_PROBLEM_
Convert the rows below into a numbered list, leaving out any blank lines.

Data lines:
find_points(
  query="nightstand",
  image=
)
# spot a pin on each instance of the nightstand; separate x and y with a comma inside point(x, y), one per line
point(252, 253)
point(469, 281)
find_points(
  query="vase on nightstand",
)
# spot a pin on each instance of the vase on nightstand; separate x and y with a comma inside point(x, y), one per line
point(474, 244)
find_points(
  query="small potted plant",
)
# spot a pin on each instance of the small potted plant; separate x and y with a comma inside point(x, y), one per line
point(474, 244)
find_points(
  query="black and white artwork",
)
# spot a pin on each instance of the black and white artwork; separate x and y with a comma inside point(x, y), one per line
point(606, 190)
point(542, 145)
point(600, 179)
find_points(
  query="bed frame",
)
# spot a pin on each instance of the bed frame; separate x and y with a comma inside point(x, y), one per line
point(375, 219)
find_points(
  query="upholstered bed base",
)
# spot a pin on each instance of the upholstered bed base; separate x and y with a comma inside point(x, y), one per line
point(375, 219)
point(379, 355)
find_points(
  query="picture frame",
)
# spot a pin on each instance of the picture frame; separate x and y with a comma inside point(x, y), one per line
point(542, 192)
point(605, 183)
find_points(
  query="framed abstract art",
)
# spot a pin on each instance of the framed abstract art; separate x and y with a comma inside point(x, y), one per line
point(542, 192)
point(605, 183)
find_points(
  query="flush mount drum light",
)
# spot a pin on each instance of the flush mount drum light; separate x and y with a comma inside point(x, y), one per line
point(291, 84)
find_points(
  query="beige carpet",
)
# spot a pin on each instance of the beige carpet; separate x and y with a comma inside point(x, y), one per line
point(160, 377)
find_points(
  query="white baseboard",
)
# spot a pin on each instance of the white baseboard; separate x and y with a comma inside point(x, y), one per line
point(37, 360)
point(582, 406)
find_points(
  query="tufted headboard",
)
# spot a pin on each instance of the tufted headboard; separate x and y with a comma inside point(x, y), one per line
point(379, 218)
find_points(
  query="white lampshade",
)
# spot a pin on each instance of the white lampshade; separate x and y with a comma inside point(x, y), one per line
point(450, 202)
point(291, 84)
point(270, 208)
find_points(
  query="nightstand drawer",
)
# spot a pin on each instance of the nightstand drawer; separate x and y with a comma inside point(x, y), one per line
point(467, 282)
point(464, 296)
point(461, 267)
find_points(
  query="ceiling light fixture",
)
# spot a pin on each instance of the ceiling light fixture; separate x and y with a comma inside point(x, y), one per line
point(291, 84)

_CORRECT ANSWER_
1. find_points(
2.   query="nightstand",
3.   image=
4. )
5. # spot a pin on each instance of the nightstand; separate x and y with a comma inside point(x, y), one per line
6. point(252, 253)
7. point(469, 281)
8. find_points(
9.   query="vase on nightstand",
10. )
11. # spot a pin on each instance of the vase on nightstand; separate x and y with a comma inside point(x, y), one per line
12. point(474, 244)
13. find_points(
14.   query="small potted plant",
15. )
16. # spot a pin on each instance of the small potted plant; separate x and y with a comma inside point(x, y), one per line
17. point(474, 244)
18. find_points(
19.   query="black and white artwork",
20. )
21. # spot a pin on each instance of the black and white artwork; separate x and y with a comma inside point(x, y), one per line
22. point(606, 190)
23. point(542, 145)
24. point(600, 179)
25. find_points(
26.   query="bed frame",
27. )
28. # spot a pin on each instance of the bed frame; separate x and y with a comma inside point(x, y), one per line
29. point(375, 219)
30. find_points(
31.   query="upholstered bed base",
32. )
33. # spot a pin on each instance of the upholstered bed base; separate x and y with a comma inside point(x, y), one per line
34. point(375, 219)
35. point(379, 355)
36. find_points(
37.   query="picture frame",
38. )
39. # spot a pin on each instance of the picture frame; separate x and y with a comma inside point(x, y), one per line
40. point(542, 192)
41. point(605, 183)
42. find_points(
43.   query="framed abstract art",
44. )
45. # spot a pin on each instance of the framed abstract art; separate x and y with a comma inside point(x, y), one per line
46. point(542, 192)
47. point(605, 183)
48. find_points(
49.   query="flush mount drum light",
50. )
51. # spot a pin on each instance of the flush mount drum light; separate x and y with a comma inside point(x, y), one per line
52. point(291, 84)
53. find_points(
54.   query="beige carpet",
55. )
56. # spot a pin on each instance of the beige carpet; separate x and y with a comma inside point(x, y), one per line
57. point(160, 377)
58. find_points(
59.   query="white baseboard",
60. )
61. # spot a pin on each instance of the white baseboard; separate x and y with a comma inside point(x, y), one per line
62. point(37, 360)
63. point(582, 406)
64. find_points(
65.   query="tufted headboard",
66. )
67. # spot a pin on each instance of the tufted headboard; separate x and y with a comma inside point(x, y), one per line
68. point(379, 218)
69. find_points(
70.   query="white lampshade",
71. )
72. # spot a pin on each instance of the white lampshade; separate x and y with a comma inside point(x, y), one per line
73. point(450, 202)
74. point(291, 84)
75. point(270, 208)
76. find_points(
77.   query="nightstand drawer",
78. )
79. # spot a pin on each instance of the nightstand drawer; separate x and y with a comma inside point(x, y), one per line
80. point(467, 282)
81. point(464, 296)
82. point(461, 267)
83. find_points(
84.   query="ceiling light fixture",
85. )
86. # spot a pin on each instance of the ceiling light fixture; separate x and y with a comma inside point(x, y), one per line
87. point(291, 84)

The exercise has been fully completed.